Start of Records supplied

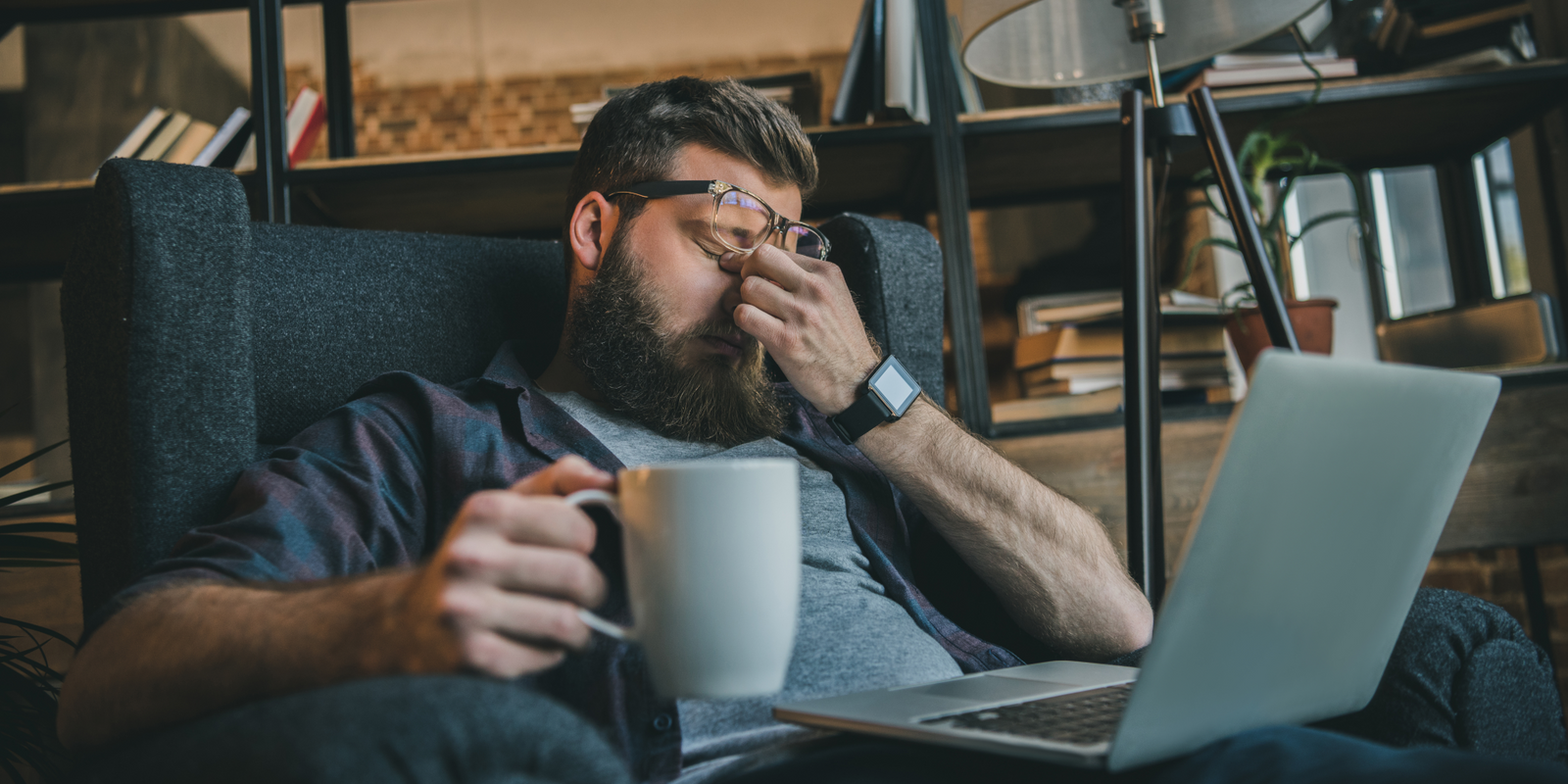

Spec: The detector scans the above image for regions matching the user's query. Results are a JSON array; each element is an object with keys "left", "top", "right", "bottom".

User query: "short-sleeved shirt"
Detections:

End of Records supplied
Start of Records supplied

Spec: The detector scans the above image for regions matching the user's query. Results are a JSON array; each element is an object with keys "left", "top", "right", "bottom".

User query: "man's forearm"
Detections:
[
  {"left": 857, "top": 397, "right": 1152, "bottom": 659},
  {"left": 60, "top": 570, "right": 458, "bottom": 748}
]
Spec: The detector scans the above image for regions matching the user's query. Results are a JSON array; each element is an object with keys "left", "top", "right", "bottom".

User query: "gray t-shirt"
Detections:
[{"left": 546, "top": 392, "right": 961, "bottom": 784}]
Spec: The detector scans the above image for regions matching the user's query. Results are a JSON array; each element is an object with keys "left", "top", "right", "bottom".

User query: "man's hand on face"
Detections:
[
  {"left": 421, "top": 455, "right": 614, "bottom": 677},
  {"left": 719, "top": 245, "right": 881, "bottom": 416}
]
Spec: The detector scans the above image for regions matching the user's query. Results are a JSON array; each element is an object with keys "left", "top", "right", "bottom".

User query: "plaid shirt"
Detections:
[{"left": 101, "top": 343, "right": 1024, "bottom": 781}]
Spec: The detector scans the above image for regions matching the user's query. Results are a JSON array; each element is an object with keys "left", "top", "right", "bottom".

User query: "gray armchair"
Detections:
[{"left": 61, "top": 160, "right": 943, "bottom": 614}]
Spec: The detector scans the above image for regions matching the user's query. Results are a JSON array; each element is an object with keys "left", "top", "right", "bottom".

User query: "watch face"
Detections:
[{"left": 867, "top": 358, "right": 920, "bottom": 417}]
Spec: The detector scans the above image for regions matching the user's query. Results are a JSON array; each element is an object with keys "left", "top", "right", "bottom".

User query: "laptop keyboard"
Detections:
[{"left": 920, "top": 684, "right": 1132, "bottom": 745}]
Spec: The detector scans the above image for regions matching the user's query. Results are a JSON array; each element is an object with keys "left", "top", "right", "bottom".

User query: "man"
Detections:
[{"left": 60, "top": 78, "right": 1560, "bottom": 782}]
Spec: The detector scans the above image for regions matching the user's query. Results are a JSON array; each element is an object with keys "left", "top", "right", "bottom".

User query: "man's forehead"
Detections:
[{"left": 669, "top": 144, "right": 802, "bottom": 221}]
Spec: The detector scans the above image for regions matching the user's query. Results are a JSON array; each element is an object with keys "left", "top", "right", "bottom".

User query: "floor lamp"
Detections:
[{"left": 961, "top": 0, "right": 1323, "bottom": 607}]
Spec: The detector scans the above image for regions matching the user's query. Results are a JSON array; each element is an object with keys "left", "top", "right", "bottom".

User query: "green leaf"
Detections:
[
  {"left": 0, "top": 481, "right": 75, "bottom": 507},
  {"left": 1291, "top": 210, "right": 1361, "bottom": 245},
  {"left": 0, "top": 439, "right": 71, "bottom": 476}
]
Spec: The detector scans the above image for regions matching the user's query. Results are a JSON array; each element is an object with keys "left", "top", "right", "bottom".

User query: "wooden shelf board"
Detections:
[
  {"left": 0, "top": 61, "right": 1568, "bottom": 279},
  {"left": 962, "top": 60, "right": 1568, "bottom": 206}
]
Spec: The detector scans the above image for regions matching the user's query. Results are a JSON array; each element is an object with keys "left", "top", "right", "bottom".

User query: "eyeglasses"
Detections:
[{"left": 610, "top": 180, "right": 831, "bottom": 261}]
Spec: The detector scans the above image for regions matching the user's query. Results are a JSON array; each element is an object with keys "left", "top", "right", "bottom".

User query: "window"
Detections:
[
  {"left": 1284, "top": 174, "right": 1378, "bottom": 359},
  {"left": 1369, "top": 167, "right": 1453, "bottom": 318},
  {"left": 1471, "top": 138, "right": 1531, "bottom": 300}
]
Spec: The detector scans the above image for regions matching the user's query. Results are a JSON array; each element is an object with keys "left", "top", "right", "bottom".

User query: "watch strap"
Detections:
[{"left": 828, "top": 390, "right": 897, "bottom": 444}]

End of Records supplied

- _Stated task_
Pick out every line in the entries above that contains the word "gray", and copy each one. Case counts.

- _Final result_
User query: "gray t-shirt"
User query: "gray armchair"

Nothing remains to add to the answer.